■ DATA SECTION
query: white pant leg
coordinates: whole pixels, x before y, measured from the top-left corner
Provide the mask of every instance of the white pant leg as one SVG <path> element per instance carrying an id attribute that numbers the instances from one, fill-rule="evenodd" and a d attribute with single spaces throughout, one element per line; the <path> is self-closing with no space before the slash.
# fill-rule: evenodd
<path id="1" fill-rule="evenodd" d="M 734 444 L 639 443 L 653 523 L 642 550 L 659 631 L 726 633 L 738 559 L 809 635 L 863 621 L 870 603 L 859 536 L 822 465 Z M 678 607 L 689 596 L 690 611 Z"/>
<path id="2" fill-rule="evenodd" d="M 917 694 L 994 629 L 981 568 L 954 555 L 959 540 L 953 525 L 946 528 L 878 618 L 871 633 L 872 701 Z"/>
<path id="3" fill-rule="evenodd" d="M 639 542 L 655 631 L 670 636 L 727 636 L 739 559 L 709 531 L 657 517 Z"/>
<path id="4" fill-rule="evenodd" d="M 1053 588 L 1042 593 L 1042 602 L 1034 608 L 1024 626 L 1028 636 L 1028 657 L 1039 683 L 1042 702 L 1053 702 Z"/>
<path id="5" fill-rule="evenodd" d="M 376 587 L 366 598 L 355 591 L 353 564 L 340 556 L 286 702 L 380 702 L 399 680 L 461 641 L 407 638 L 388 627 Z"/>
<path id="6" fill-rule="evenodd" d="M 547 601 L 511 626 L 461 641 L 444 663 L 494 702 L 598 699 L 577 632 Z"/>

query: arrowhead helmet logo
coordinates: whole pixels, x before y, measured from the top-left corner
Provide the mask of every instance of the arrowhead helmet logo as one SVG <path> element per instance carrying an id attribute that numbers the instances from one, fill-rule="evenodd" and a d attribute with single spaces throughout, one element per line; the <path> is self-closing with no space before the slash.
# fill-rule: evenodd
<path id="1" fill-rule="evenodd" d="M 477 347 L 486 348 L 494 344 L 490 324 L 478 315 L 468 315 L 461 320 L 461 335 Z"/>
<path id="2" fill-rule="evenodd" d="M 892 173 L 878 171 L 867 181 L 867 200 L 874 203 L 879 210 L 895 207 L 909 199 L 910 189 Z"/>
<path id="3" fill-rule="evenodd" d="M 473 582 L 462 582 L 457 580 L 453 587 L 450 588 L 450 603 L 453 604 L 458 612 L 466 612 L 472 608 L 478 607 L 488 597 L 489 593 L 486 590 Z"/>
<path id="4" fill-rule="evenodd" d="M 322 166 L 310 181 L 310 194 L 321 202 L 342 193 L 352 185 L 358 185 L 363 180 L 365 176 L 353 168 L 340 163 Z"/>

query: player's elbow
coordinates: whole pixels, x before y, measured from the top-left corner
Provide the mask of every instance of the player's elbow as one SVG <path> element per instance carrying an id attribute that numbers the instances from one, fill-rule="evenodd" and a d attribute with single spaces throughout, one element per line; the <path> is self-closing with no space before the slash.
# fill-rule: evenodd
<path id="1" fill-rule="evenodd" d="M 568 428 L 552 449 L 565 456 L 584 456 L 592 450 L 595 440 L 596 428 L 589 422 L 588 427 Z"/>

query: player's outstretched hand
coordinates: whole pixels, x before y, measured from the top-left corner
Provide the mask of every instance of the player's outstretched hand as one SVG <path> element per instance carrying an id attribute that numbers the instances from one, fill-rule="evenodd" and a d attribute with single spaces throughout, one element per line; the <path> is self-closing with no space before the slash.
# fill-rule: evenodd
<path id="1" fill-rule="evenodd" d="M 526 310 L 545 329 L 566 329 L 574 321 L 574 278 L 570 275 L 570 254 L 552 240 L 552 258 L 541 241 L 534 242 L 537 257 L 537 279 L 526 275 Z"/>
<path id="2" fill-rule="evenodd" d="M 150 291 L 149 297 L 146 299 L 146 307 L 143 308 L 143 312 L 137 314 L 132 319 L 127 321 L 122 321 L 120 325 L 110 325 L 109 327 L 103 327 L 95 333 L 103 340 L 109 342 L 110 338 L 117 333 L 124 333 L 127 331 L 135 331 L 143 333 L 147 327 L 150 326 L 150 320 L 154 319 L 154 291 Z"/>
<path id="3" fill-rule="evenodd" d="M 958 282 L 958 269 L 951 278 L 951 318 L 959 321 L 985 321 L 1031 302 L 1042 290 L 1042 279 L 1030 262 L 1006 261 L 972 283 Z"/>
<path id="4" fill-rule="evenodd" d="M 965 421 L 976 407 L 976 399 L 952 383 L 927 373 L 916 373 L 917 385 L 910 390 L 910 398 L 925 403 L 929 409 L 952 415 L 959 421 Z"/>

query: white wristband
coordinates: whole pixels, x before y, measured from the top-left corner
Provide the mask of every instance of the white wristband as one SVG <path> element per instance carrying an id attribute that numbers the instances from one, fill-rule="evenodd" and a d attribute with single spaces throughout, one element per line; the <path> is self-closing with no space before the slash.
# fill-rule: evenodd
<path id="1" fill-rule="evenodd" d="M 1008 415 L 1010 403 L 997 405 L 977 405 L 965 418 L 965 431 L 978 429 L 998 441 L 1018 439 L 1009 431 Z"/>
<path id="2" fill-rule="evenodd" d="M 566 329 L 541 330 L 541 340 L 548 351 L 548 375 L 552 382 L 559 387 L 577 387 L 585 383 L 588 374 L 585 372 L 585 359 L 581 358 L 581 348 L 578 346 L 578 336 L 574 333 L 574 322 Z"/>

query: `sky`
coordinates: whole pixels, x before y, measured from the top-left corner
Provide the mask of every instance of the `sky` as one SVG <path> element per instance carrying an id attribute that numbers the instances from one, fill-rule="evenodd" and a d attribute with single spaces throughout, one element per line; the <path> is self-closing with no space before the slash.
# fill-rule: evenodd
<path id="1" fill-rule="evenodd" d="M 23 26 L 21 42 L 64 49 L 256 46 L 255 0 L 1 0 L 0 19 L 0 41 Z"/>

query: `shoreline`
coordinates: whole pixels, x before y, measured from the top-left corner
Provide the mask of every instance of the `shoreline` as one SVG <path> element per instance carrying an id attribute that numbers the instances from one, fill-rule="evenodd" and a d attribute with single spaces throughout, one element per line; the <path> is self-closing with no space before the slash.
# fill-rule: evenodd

■ TO BE DONE
Reproduce every entry above word for word, from the first line through the last.

■ TASK SOLUTION
query: white pant leg
coordinates: whole pixels, x before y, measured from the top-left corner
Provide the mask of every instance of the white pant leg as one SVG <path> element per instance carrying an id attribute that numbers the instances from one, fill-rule="evenodd" and a d attribute with single spaces throughout, one element per line; the <path> is self-closing with no space before the slash.
# fill-rule: evenodd
<path id="1" fill-rule="evenodd" d="M 734 444 L 639 443 L 653 523 L 642 550 L 659 631 L 726 633 L 738 559 L 809 635 L 863 621 L 870 603 L 859 536 L 822 465 Z M 678 607 L 689 596 L 690 611 Z"/>
<path id="2" fill-rule="evenodd" d="M 917 694 L 994 629 L 981 568 L 954 555 L 959 540 L 953 525 L 946 528 L 878 618 L 871 633 L 872 701 Z"/>
<path id="3" fill-rule="evenodd" d="M 639 542 L 655 631 L 670 636 L 727 636 L 739 559 L 709 531 L 657 517 Z"/>
<path id="4" fill-rule="evenodd" d="M 1053 588 L 1042 593 L 1042 602 L 1034 608 L 1024 626 L 1028 636 L 1028 657 L 1039 683 L 1042 702 L 1053 702 Z"/>
<path id="5" fill-rule="evenodd" d="M 376 587 L 366 598 L 355 591 L 353 564 L 340 556 L 286 702 L 380 702 L 399 680 L 461 641 L 407 638 L 388 627 Z"/>
<path id="6" fill-rule="evenodd" d="M 547 601 L 511 626 L 461 641 L 444 663 L 494 702 L 598 699 L 577 632 Z"/>

query: arrowhead helmet logo
coordinates: whole pixels, x before y, measured from the top-left corner
Provide the mask of every instance of the arrowhead helmet logo as one SVG <path> element per instance carrying an id attribute that numbers the instances from one, fill-rule="evenodd" and a d attribute with single spaces throughout, one element per line; the <path> is self-closing with no space before the slash.
# fill-rule: evenodd
<path id="1" fill-rule="evenodd" d="M 477 347 L 486 348 L 494 344 L 490 324 L 478 315 L 468 315 L 461 320 L 461 335 Z"/>
<path id="2" fill-rule="evenodd" d="M 892 173 L 878 171 L 867 181 L 867 200 L 874 203 L 879 210 L 895 207 L 909 199 L 910 189 Z"/>
<path id="3" fill-rule="evenodd" d="M 473 582 L 462 582 L 457 580 L 453 587 L 450 588 L 450 603 L 453 604 L 458 612 L 466 612 L 472 608 L 478 607 L 488 597 L 489 593 L 486 590 Z"/>
<path id="4" fill-rule="evenodd" d="M 322 166 L 310 181 L 310 194 L 321 202 L 342 193 L 352 185 L 358 185 L 363 180 L 365 176 L 353 168 L 340 163 Z"/>

query: player's elbow
coordinates: whole pixels, x before y, measured from the top-left corner
Provide the mask of every instance of the player's elbow as one SVG <path> element per instance carrying an id attribute that numbers the instances from one, fill-rule="evenodd" and a d attribute with single spaces throughout, one element per line; the <path> is self-closing with no space before the slash.
# fill-rule: evenodd
<path id="1" fill-rule="evenodd" d="M 568 428 L 552 449 L 565 456 L 584 456 L 592 450 L 595 440 L 596 428 L 589 422 L 588 427 Z"/>

query: player's outstretched hand
coordinates: whole pixels, x before y, measured from the top-left corner
Provide the mask of every instance of the player's outstretched hand as one SVG <path> element per instance carrying an id attribute that numbers the instances from one, fill-rule="evenodd" and a d attribute with single spaces throughout, one element per line; the <path> is self-closing with no space before the slash.
# fill-rule: evenodd
<path id="1" fill-rule="evenodd" d="M 526 310 L 545 329 L 566 329 L 574 321 L 574 278 L 570 275 L 570 254 L 552 240 L 552 258 L 541 241 L 534 242 L 537 257 L 537 279 L 526 275 Z"/>
<path id="2" fill-rule="evenodd" d="M 150 291 L 149 297 L 146 299 L 146 307 L 143 308 L 143 312 L 137 314 L 132 319 L 127 321 L 122 321 L 120 325 L 110 325 L 109 327 L 103 327 L 95 333 L 103 340 L 109 342 L 110 338 L 117 333 L 124 333 L 127 331 L 135 331 L 143 333 L 147 327 L 150 326 L 150 320 L 154 319 L 154 291 Z"/>
<path id="3" fill-rule="evenodd" d="M 958 282 L 958 269 L 951 278 L 951 318 L 959 321 L 985 321 L 1031 302 L 1042 290 L 1042 279 L 1030 262 L 1006 261 L 972 283 Z"/>
<path id="4" fill-rule="evenodd" d="M 965 421 L 976 407 L 976 399 L 952 383 L 927 373 L 916 373 L 917 385 L 910 390 L 910 398 L 925 403 L 929 409 L 952 415 L 959 421 Z"/>

query: white wristband
coordinates: whole pixels, x before y, measured from the top-left corner
Provide the mask of every instance of the white wristband as one SVG <path> element per instance carrying an id attribute that numbers the instances from one, fill-rule="evenodd" and a d attribute with single spaces throughout, one element per line; the <path> is self-closing with no space before the slash.
# fill-rule: evenodd
<path id="1" fill-rule="evenodd" d="M 1008 415 L 1010 403 L 997 405 L 977 405 L 965 418 L 965 431 L 978 429 L 998 441 L 1018 439 L 1009 431 Z"/>
<path id="2" fill-rule="evenodd" d="M 566 329 L 541 330 L 541 340 L 548 351 L 548 375 L 552 382 L 559 387 L 577 387 L 585 383 L 588 374 L 585 372 L 585 359 L 581 358 L 581 348 L 578 346 L 578 336 L 574 333 L 574 322 Z"/>

query: `sky`
coordinates: whole pixels, x before y, measured from the top-left corner
Provide the mask of every instance of the `sky` as one SVG <path> element per instance carrying an id attribute that numbers the instances from one, fill-rule="evenodd" and a d attribute with single spaces throughout, one element per line; the <path> is self-closing with no space before the slash.
# fill-rule: evenodd
<path id="1" fill-rule="evenodd" d="M 23 26 L 21 42 L 64 49 L 256 46 L 255 0 L 1 0 L 0 19 L 0 41 Z"/>

query: `shoreline`
coordinates: whole pixels, x before y, measured from the top-left corner
Provide the mask of every instance of the `shoreline` as one SVG <path> element per instance carrying an id attribute that numbers the instances from one, fill-rule="evenodd" and a d attribute with single spaces throughout, one element per line; the <path> is self-closing with no space before the slash.
# fill-rule: evenodd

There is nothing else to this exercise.